Task objective: Only the lines from the one containing "Given the image above, detect woman's" through the last line of the data are to be written out, exactly and in full.

Saved data entries:
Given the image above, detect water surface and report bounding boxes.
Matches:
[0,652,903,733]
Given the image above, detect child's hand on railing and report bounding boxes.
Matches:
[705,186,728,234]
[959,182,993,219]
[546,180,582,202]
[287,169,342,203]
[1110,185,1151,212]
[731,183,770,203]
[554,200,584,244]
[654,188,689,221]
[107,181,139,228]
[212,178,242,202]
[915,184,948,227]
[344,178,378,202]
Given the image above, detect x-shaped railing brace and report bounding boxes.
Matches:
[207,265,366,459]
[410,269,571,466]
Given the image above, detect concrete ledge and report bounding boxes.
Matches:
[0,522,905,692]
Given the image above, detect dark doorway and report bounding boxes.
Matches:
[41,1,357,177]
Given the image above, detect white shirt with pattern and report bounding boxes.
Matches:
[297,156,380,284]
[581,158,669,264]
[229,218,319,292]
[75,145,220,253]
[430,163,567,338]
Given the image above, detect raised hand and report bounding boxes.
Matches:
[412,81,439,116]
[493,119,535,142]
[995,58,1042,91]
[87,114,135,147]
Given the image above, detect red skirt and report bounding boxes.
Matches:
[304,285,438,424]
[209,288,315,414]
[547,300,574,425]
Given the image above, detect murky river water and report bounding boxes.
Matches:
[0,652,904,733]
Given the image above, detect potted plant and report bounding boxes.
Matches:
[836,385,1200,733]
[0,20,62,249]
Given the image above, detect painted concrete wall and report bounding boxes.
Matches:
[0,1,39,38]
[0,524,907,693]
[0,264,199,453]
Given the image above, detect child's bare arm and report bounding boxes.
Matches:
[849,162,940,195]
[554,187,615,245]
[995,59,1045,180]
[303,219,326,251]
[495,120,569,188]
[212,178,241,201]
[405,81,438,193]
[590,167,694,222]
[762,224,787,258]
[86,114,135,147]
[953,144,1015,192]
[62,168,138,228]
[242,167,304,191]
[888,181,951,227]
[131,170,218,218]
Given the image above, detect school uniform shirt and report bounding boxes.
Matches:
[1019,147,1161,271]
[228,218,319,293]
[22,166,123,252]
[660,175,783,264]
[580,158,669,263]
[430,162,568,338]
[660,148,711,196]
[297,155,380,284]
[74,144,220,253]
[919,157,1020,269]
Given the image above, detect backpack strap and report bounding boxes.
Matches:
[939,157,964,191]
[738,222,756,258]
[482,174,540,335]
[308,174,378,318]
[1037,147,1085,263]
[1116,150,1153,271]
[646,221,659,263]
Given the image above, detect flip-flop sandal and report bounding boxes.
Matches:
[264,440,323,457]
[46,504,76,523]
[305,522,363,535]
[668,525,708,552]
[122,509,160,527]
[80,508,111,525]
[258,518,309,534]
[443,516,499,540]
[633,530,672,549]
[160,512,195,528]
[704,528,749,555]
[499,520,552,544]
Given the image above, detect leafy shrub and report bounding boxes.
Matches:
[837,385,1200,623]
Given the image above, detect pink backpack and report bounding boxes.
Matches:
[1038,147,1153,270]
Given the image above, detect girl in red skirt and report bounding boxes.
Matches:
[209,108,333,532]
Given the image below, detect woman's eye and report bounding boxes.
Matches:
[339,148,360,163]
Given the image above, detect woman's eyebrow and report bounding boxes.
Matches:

Reply:
Given the image above, detect woman's eyebrow and report bounding boxes.
Matches:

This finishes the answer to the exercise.